(INFORMATION GIVEN begins)
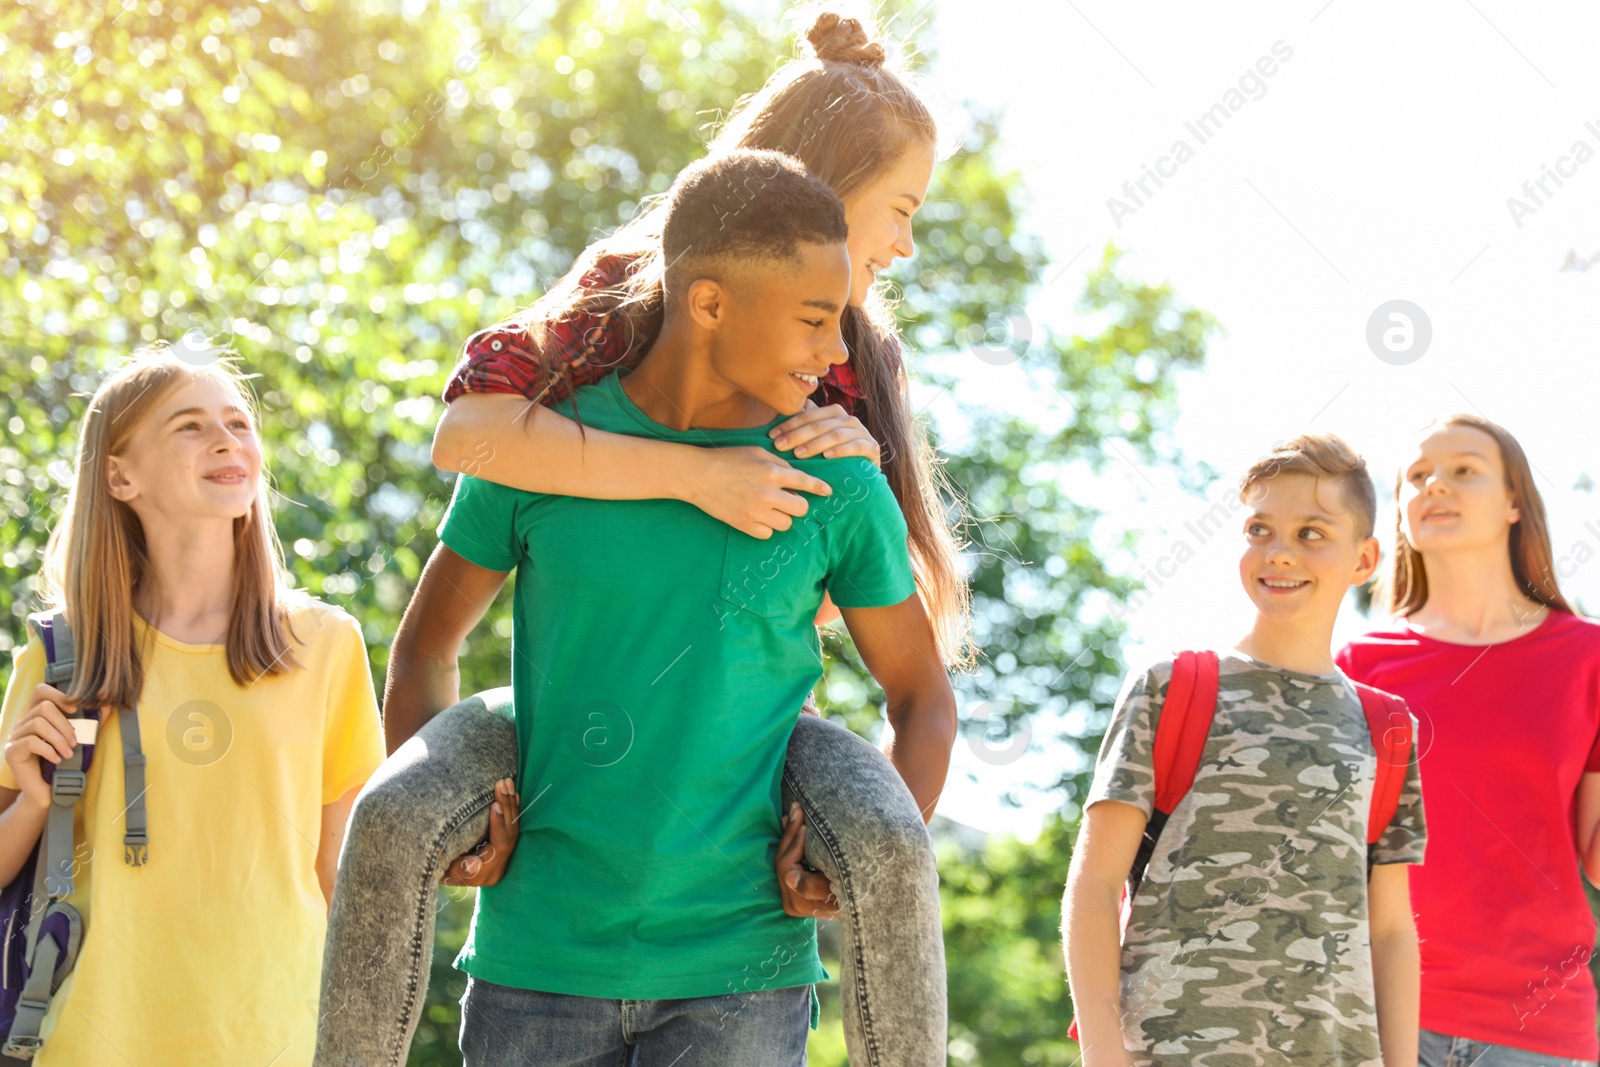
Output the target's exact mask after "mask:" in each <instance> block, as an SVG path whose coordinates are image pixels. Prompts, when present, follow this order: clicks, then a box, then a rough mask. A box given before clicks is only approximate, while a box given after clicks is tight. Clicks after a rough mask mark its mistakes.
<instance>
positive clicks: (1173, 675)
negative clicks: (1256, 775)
mask: <svg viewBox="0 0 1600 1067" xmlns="http://www.w3.org/2000/svg"><path fill="white" fill-rule="evenodd" d="M1216 686H1218V662H1216V653H1211V651H1202V653H1178V654H1176V656H1174V657H1173V677H1171V680H1170V681H1168V683H1166V697H1165V699H1163V701H1162V717H1160V718H1158V720H1157V723H1155V750H1154V753H1152V763H1154V769H1155V803H1154V811H1150V819H1149V822H1146V824H1144V837H1142V838H1141V840H1139V851H1138V853H1136V854H1134V857H1133V867H1131V869H1130V870H1128V886H1126V889H1125V891H1123V893H1125V896H1123V925H1125V926H1126V920H1128V912H1130V909H1131V902H1133V897H1134V896H1136V894H1138V893H1139V883H1141V881H1144V872H1146V869H1147V867H1149V865H1150V859H1152V857H1154V856H1155V840H1157V838H1158V837H1160V835H1162V827H1165V825H1166V816H1170V814H1173V809H1174V808H1178V803H1179V801H1181V800H1182V798H1184V795H1186V793H1187V792H1189V787H1190V785H1194V781H1195V771H1197V769H1200V755H1202V753H1203V752H1205V739H1206V736H1208V734H1210V733H1211V720H1213V718H1216Z"/></svg>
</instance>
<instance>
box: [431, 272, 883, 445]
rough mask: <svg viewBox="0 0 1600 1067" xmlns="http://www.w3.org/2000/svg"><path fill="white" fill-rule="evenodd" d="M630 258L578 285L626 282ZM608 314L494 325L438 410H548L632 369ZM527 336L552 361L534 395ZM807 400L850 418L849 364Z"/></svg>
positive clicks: (605, 289) (537, 365) (451, 375)
mask: <svg viewBox="0 0 1600 1067" xmlns="http://www.w3.org/2000/svg"><path fill="white" fill-rule="evenodd" d="M632 264H634V258H632V256H605V258H602V259H600V261H598V262H595V266H594V267H590V269H589V272H587V274H584V277H582V278H581V280H579V282H578V285H579V286H582V288H584V290H590V291H600V290H608V288H613V286H616V285H621V283H622V282H624V280H626V278H627V272H629V267H630V266H632ZM610 318H611V314H610V312H605V314H598V315H590V314H576V315H571V317H566V318H557V320H554V322H544V323H536V325H533V326H522V325H517V323H501V325H498V326H490V328H488V330H480V331H478V333H475V334H472V336H470V338H467V344H466V346H464V347H462V354H461V362H459V363H456V370H454V371H453V373H451V376H450V384H446V386H445V403H450V402H451V400H454V398H456V397H459V395H462V394H469V392H504V394H520V395H523V397H528V398H530V400H538V402H539V403H542V405H546V406H550V405H555V403H560V402H562V400H566V398H568V397H571V395H573V390H574V389H579V387H582V386H592V384H595V382H597V381H600V379H602V378H605V376H606V374H610V373H611V371H614V370H618V368H624V366H627V368H632V366H634V365H637V363H638V360H640V358H643V355H645V349H643V346H640V347H634V349H630V347H629V346H627V338H626V331H621V330H616V331H613V330H608V328H606V326H608V325H610ZM530 330H544V333H546V357H547V358H550V360H552V365H550V368H549V370H550V374H549V387H547V389H546V390H544V392H542V394H541V392H539V379H541V373H539V370H541V368H539V360H541V355H539V352H538V349H536V347H534V344H533V338H531V336H530ZM811 398H813V400H814V402H816V403H818V406H824V408H826V406H827V405H830V403H837V405H838V406H840V408H843V410H845V411H846V413H848V414H856V405H858V403H859V402H861V386H859V382H856V371H853V370H851V366H850V363H838V365H835V366H834V368H830V370H829V371H827V374H826V376H824V378H822V381H819V382H818V384H816V392H814V394H811Z"/></svg>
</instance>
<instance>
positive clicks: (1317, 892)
mask: <svg viewBox="0 0 1600 1067" xmlns="http://www.w3.org/2000/svg"><path fill="white" fill-rule="evenodd" d="M1219 661H1221V678H1219V685H1218V709H1216V720H1214V723H1213V726H1211V734H1210V737H1208V739H1206V745H1205V753H1203V757H1202V760H1200V768H1198V771H1197V773H1195V782H1194V787H1192V789H1190V790H1189V793H1187V795H1186V797H1184V798H1182V801H1181V803H1179V805H1178V809H1176V811H1173V814H1171V817H1170V819H1168V822H1166V829H1165V830H1162V835H1160V838H1158V840H1157V845H1155V854H1154V856H1152V857H1150V865H1149V869H1147V870H1146V875H1144V881H1142V883H1141V886H1139V893H1138V896H1136V897H1134V901H1133V912H1131V915H1130V920H1128V931H1126V937H1125V941H1123V950H1122V1013H1123V1043H1125V1045H1126V1048H1128V1054H1130V1061H1131V1062H1133V1064H1136V1065H1152V1064H1162V1065H1165V1064H1184V1065H1189V1064H1195V1065H1200V1067H1256V1065H1258V1064H1317V1065H1318V1067H1352V1065H1362V1067H1365V1065H1368V1064H1371V1065H1373V1067H1381V1064H1382V1057H1381V1053H1379V1045H1378V1013H1376V1006H1374V993H1373V958H1371V944H1370V937H1368V929H1366V816H1368V808H1370V805H1371V795H1373V782H1374V773H1376V768H1378V757H1376V753H1374V752H1373V742H1371V733H1370V731H1368V726H1366V717H1365V713H1363V712H1362V702H1360V697H1358V696H1357V694H1355V689H1354V688H1350V683H1349V680H1347V678H1346V677H1344V675H1342V673H1331V675H1307V673H1296V672H1291V670H1280V669H1277V667H1270V665H1267V664H1262V662H1259V661H1254V659H1248V657H1245V656H1243V654H1240V653H1232V651H1227V653H1219ZM1171 675H1173V664H1171V661H1163V662H1158V664H1155V665H1152V667H1150V669H1149V670H1144V672H1134V673H1130V675H1128V678H1126V681H1125V685H1123V691H1122V694H1120V696H1118V697H1117V709H1115V712H1114V715H1112V721H1110V726H1109V728H1107V733H1106V741H1104V744H1102V745H1101V753H1099V761H1098V765H1096V769H1094V784H1093V785H1091V787H1090V795H1088V800H1086V801H1085V806H1088V805H1093V803H1094V801H1098V800H1120V801H1123V803H1128V805H1134V806H1136V808H1141V809H1142V811H1144V813H1146V814H1149V813H1150V809H1152V800H1154V798H1155V782H1154V773H1152V761H1150V752H1152V745H1154V741H1155V721H1157V717H1158V713H1160V709H1162V699H1163V697H1165V696H1166V685H1168V681H1170V680H1171ZM1426 837H1427V835H1426V830H1424V822H1422V785H1421V779H1419V776H1418V766H1416V761H1414V760H1413V761H1411V766H1410V768H1408V771H1406V779H1405V789H1403V792H1402V797H1400V808H1398V811H1397V813H1395V817H1394V821H1392V822H1390V824H1389V829H1387V830H1386V832H1384V835H1382V837H1381V838H1379V841H1378V846H1376V851H1374V856H1373V857H1374V862H1379V864H1416V862H1421V861H1422V848H1424V843H1426Z"/></svg>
(INFORMATION GIVEN ends)
▶ _ABOUT THIS EXERCISE_: In the material above, replace "positive clicks" with "foreground clicks" wherever it occurs and reproduce everything else unchanged, leaving out the pictures.

▶ _ANSWER SECTION_:
Output the target's exact mask after "mask:" in each <instance> block, as an SVG path whose coordinates are image pixels. Prompts, when present, follow this order: clicks, then a box, then a rough mask. A box given before clicks is only approximate, while a box given after clicks is tight. Clicks after a rough mask mark its mistakes.
<instance>
foreground clicks: (1173, 675)
negative clicks: (1256, 775)
mask: <svg viewBox="0 0 1600 1067" xmlns="http://www.w3.org/2000/svg"><path fill="white" fill-rule="evenodd" d="M1216 686H1218V662H1216V653H1211V651H1202V653H1178V654H1176V656H1174V657H1173V677H1171V680H1170V681H1168V683H1166V697H1165V699H1163V701H1162V717H1160V718H1158V720H1157V723H1155V750H1154V753H1152V763H1154V769H1155V803H1154V811H1150V819H1149V822H1146V824H1144V837H1142V838H1141V840H1139V851H1138V853H1136V854H1134V857H1133V867H1131V869H1130V870H1128V886H1126V889H1125V891H1123V893H1125V896H1123V925H1125V926H1126V920H1128V912H1130V909H1131V902H1133V897H1134V896H1136V894H1138V893H1139V883H1141V881H1144V872H1146V869H1147V867H1149V865H1150V859H1152V857H1154V856H1155V840H1157V838H1158V837H1160V835H1162V827H1165V825H1166V816H1170V814H1173V809H1174V808H1178V803H1179V801H1181V800H1182V798H1184V795H1186V793H1187V792H1189V787H1190V785H1194V781H1195V771H1197V769H1200V755H1202V753H1203V752H1205V739H1206V736H1208V734H1210V733H1211V720H1213V718H1216Z"/></svg>
</instance>
<instance>
box: [431, 272, 883, 445]
rough mask: <svg viewBox="0 0 1600 1067" xmlns="http://www.w3.org/2000/svg"><path fill="white" fill-rule="evenodd" d="M630 258L578 285L626 282ZM608 314L494 325L438 410H548L632 369ZM527 336L552 361L534 395ZM807 400L850 418L849 364Z"/></svg>
foreground clicks: (605, 289) (537, 365) (451, 375)
mask: <svg viewBox="0 0 1600 1067" xmlns="http://www.w3.org/2000/svg"><path fill="white" fill-rule="evenodd" d="M632 264H634V258H632V256H605V258H602V259H600V261H598V262H595V266H594V267H590V269H589V272H587V274H584V277H582V278H581V280H579V282H578V285H579V286H582V288H584V290H590V291H600V290H608V288H613V286H616V285H621V283H622V282H624V280H626V278H627V272H629V267H630V266H632ZM610 318H611V314H610V312H605V314H598V315H590V314H576V315H571V317H566V318H557V320H554V322H544V323H536V325H533V326H522V325H517V323H501V325H498V326H490V328H488V330H480V331H478V333H475V334H472V336H470V338H467V344H466V346H464V347H462V354H461V362H459V363H456V370H454V371H453V373H451V376H450V384H446V386H445V403H450V402H451V400H454V398H456V397H459V395H462V394H469V392H504V394H520V395H523V397H528V398H530V400H538V402H539V403H542V405H546V406H550V405H555V403H560V402H562V400H566V398H568V397H571V395H573V390H574V389H579V387H582V386H592V384H595V382H597V381H600V379H602V378H605V376H606V374H610V373H611V371H614V370H618V368H624V366H627V368H632V366H634V365H637V363H638V360H640V358H643V355H645V349H643V346H640V347H634V349H630V347H629V346H627V338H626V331H621V330H616V331H613V330H608V328H606V326H608V325H610ZM530 330H544V333H546V357H547V358H550V360H552V365H550V368H549V370H550V374H549V387H547V389H546V390H544V392H542V394H541V392H539V379H541V373H539V370H541V368H539V360H541V355H539V352H538V349H536V347H534V344H533V338H531V336H530ZM811 398H813V400H814V402H816V403H818V406H824V408H826V406H827V405H830V403H837V405H838V406H840V408H843V410H845V411H846V413H848V414H856V405H858V403H859V402H861V386H859V382H856V371H853V370H851V366H850V363H838V365H835V366H834V368H830V370H829V371H827V374H826V376H824V378H822V381H819V382H818V384H816V392H814V394H811Z"/></svg>
</instance>
<instance>
foreground clicks: (1317, 892)
mask: <svg viewBox="0 0 1600 1067" xmlns="http://www.w3.org/2000/svg"><path fill="white" fill-rule="evenodd" d="M1219 661H1221V678H1219V685H1218V709H1216V720H1214V723H1213V726H1211V734H1210V737H1208V739H1206V745H1205V753H1203V757H1202V760H1200V768H1198V771H1197V773H1195V782H1194V787H1192V789H1190V790H1189V793H1187V795H1186V797H1184V798H1182V801H1181V803H1179V805H1178V809H1176V811H1173V814H1171V817H1170V819H1168V822H1166V829H1165V830H1162V835H1160V838H1158V840H1157V845H1155V854H1154V856H1152V857H1150V865H1149V869H1147V870H1146V875H1144V881H1142V883H1141V886H1139V893H1138V896H1136V897H1134V901H1133V912H1131V915H1130V920H1128V931H1126V937H1125V941H1123V950H1122V1013H1123V1043H1125V1045H1126V1048H1128V1054H1130V1061H1131V1062H1133V1064H1136V1065H1152V1064H1162V1065H1165V1064H1184V1065H1189V1064H1195V1065H1200V1067H1256V1065H1258V1064H1317V1065H1318V1067H1352V1065H1362V1067H1365V1065H1368V1064H1371V1065H1373V1067H1381V1064H1382V1057H1381V1053H1379V1045H1378V1013H1376V1006H1374V993H1373V958H1371V944H1370V937H1368V929H1366V816H1368V808H1370V805H1371V795H1373V782H1374V773H1376V768H1378V757H1376V753H1374V752H1373V742H1371V733H1370V731H1368V726H1366V717H1365V713H1363V712H1362V702H1360V697H1358V696H1357V694H1355V689H1354V688H1350V683H1349V680H1347V678H1346V677H1344V675H1342V673H1331V675H1307V673H1296V672H1291V670H1280V669H1277V667H1270V665H1267V664H1262V662H1259V661H1254V659H1248V657H1245V656H1243V654H1240V653H1232V651H1227V653H1219ZM1171 675H1173V664H1171V661H1163V662H1158V664H1155V665H1152V667H1150V669H1149V670H1144V672H1134V673H1130V675H1128V678H1126V681H1125V685H1123V691H1122V694H1120V696H1118V697H1117V709H1115V712H1114V715H1112V721H1110V726H1109V728H1107V733H1106V741H1104V744H1102V745H1101V753H1099V761H1098V765H1096V769H1094V784H1093V785H1091V787H1090V795H1088V800H1086V801H1085V806H1088V805H1093V803H1094V801H1098V800H1120V801H1123V803H1128V805H1134V806H1136V808H1141V809H1142V811H1144V813H1146V814H1149V813H1150V809H1152V800H1154V798H1155V782H1154V773H1152V761H1150V752H1152V745H1154V741H1155V721H1157V717H1158V713H1160V709H1162V699H1163V697H1165V696H1166V685H1168V681H1170V680H1171ZM1426 837H1427V835H1426V830H1424V822H1422V785H1421V779H1419V776H1418V766H1416V761H1414V760H1413V761H1411V766H1410V768H1408V771H1406V779H1405V789H1403V792H1402V797H1400V808H1398V811H1397V813H1395V817H1394V821H1392V822H1390V824H1389V829H1387V830H1386V832H1384V835H1382V837H1381V838H1379V841H1378V846H1376V851H1374V856H1373V857H1374V862H1379V864H1416V862H1421V861H1422V848H1424V843H1426Z"/></svg>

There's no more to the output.